==== Records shown ====

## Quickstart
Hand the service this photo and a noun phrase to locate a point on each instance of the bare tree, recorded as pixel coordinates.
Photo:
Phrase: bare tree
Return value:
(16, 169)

====

When you reply, retype each line exactly as it appears above.

## Quickstart
Hand the service this photo and a noun phrase to locate a point on each instance of the bare tree, recorded as pixel coordinates.
Photo:
Phrase: bare tree
Return value:
(16, 169)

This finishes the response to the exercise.